▶ Try it
Output only these lines, set down exactly: the one containing "Need: one point for each instance of the barbecue" and each line after it through the end of the records.

Point localization data:
___

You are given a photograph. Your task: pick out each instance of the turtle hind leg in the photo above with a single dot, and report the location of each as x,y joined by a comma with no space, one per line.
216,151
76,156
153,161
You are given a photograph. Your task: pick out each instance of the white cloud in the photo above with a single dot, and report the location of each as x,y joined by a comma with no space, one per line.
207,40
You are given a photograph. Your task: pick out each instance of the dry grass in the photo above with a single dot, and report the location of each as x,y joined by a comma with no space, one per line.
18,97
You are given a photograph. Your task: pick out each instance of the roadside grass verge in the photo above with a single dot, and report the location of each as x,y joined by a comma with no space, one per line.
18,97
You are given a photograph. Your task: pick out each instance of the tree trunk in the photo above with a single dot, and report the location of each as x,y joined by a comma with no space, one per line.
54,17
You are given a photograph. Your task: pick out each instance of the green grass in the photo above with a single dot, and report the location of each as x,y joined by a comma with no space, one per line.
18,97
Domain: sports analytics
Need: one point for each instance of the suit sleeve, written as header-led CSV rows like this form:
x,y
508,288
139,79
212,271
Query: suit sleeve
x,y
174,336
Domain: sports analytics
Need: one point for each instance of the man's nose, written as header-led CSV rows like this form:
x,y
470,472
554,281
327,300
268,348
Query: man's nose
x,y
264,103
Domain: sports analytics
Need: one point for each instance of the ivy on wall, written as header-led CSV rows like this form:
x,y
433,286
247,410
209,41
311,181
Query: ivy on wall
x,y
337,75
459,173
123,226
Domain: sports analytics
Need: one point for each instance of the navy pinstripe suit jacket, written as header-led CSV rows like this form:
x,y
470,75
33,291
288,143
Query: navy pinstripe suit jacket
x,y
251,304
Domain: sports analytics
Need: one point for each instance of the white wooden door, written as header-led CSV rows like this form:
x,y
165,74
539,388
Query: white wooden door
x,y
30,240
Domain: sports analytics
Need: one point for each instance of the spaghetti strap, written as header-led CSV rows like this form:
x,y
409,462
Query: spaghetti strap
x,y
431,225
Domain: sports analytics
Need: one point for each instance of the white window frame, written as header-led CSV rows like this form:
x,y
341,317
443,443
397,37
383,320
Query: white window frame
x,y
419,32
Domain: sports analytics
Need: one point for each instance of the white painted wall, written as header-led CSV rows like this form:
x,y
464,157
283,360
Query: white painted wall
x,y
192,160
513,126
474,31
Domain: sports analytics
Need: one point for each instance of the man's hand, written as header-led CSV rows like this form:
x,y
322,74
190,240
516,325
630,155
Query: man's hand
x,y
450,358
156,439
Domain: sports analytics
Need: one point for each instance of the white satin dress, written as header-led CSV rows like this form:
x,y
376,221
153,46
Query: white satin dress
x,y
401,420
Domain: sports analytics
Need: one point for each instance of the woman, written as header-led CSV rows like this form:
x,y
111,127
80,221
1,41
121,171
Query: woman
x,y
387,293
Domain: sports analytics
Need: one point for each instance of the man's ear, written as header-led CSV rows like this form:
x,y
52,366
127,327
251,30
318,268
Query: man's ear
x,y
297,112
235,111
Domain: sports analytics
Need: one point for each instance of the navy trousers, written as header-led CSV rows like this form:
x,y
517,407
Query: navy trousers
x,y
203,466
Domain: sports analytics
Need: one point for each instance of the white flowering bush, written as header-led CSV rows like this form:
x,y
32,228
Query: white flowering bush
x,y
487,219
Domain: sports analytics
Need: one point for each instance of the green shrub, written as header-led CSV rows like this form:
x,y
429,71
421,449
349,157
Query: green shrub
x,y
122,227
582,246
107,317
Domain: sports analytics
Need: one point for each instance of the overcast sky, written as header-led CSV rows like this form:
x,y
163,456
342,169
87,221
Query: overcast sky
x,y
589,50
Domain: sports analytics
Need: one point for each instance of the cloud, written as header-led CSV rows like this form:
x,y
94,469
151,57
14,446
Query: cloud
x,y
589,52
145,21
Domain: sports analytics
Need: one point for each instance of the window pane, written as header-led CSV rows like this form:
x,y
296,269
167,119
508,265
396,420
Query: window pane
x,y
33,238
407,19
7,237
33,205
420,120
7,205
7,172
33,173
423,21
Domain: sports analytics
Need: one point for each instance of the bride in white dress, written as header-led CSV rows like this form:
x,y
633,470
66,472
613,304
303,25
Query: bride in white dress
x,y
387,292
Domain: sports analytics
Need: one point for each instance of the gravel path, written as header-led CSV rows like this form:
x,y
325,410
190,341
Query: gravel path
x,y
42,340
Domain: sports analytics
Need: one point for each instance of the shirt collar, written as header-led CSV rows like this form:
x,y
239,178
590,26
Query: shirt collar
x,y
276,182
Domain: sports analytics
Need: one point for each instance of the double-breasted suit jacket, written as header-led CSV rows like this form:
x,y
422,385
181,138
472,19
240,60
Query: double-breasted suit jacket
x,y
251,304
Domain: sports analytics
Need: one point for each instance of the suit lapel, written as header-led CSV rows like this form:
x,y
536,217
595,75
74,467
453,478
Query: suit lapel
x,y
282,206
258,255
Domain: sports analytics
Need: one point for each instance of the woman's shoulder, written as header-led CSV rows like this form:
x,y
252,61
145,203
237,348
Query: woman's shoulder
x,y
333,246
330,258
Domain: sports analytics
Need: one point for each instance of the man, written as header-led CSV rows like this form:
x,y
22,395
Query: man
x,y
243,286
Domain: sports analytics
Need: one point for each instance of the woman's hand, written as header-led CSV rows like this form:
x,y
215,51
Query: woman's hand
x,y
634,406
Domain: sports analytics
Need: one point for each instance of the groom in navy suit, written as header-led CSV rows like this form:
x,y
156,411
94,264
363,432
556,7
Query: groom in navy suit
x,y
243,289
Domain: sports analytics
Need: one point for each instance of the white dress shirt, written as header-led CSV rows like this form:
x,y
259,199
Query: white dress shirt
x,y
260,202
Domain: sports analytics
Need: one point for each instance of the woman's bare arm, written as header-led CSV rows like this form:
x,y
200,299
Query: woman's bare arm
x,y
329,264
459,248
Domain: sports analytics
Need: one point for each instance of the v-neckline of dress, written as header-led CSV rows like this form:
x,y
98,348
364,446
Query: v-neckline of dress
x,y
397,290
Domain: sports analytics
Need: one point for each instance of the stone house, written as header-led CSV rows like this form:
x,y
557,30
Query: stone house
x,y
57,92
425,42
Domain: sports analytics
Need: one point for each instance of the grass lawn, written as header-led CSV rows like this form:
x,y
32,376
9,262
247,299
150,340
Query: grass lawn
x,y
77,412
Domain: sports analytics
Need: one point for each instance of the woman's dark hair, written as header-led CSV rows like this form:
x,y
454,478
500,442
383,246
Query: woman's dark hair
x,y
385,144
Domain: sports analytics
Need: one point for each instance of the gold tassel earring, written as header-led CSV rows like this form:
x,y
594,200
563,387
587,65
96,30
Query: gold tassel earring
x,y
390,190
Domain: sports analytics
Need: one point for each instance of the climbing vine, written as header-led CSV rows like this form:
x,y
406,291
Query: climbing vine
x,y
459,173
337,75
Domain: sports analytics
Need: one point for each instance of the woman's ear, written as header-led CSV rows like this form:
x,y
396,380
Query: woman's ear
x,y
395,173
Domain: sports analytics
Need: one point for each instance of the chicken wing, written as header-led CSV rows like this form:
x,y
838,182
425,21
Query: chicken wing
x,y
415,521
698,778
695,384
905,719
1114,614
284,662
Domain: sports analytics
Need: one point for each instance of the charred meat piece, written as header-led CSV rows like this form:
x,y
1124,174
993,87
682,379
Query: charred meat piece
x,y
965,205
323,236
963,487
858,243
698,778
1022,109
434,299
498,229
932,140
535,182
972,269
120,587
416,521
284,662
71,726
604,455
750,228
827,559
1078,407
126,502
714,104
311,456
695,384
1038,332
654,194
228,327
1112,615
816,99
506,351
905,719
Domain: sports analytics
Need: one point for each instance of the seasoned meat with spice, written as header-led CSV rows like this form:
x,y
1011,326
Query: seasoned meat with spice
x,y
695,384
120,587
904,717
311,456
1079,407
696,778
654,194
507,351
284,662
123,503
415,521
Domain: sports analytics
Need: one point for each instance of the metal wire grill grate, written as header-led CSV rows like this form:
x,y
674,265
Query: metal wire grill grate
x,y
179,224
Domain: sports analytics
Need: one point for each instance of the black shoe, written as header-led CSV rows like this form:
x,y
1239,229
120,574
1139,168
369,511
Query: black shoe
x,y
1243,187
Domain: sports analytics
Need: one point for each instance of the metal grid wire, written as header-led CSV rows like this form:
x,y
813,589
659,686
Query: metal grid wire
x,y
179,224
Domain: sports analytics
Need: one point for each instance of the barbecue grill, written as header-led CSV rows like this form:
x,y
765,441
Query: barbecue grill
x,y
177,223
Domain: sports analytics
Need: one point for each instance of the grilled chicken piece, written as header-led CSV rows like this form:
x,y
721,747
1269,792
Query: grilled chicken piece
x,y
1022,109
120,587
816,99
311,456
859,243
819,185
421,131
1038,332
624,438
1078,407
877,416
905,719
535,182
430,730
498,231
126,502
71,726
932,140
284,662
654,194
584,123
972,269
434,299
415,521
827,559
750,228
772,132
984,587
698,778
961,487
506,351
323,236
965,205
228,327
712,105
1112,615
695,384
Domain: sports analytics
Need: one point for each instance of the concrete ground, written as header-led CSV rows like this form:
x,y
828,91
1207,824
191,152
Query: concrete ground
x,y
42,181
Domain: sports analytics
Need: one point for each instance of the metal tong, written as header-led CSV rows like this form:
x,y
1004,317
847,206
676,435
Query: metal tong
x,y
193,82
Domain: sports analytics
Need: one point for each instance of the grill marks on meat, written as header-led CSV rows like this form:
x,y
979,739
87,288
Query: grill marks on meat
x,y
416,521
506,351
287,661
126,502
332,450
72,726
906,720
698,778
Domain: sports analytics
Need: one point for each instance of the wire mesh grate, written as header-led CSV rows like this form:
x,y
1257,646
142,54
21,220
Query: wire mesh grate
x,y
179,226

___

▶ Task result
Need: one point for each instance of the barbecue grill, written as header-led CSV rows like this form:
x,y
765,441
Query: barbecue grill
x,y
177,223
Domain: sports analytics
Need: one point for each instance of the grilled chicken piece, written as header-led CSV rows like this form:
x,y
721,747
1269,792
Query: grilled chicken piece
x,y
1022,109
120,587
816,99
311,456
859,243
819,185
421,131
1038,332
624,438
1078,407
877,416
905,719
535,182
430,730
498,231
126,502
71,726
932,140
284,662
654,194
584,123
972,269
434,299
415,521
827,559
750,228
772,132
984,587
698,778
961,487
506,351
323,236
965,205
228,327
712,105
1112,615
695,384
Domain: sports analytics
Need: one point for each instance of the concrete ground, written as header-led CSV rows like this form:
x,y
828,91
1207,824
191,152
Query: concrete ground
x,y
42,181
Domain: sports analytics
Need: one point for each instance of the metal tong, written as header-led CSV rows like this form:
x,y
1004,317
847,206
676,435
Query: metal tong
x,y
193,82
Domain: sports analytics
Need: one point for each instance of the grill marks on meat, written as header-led CSV rows like this form:
x,y
979,739
87,288
Query: grill marks on meat
x,y
416,521
506,351
287,661
126,502
332,450
72,726
906,720
698,778
Domain: sports analytics
Need: one point for each instance of the wire mesh grate, written as header-led CSV rows like this form:
x,y
1257,646
142,54
21,220
Query: wire mesh grate
x,y
179,226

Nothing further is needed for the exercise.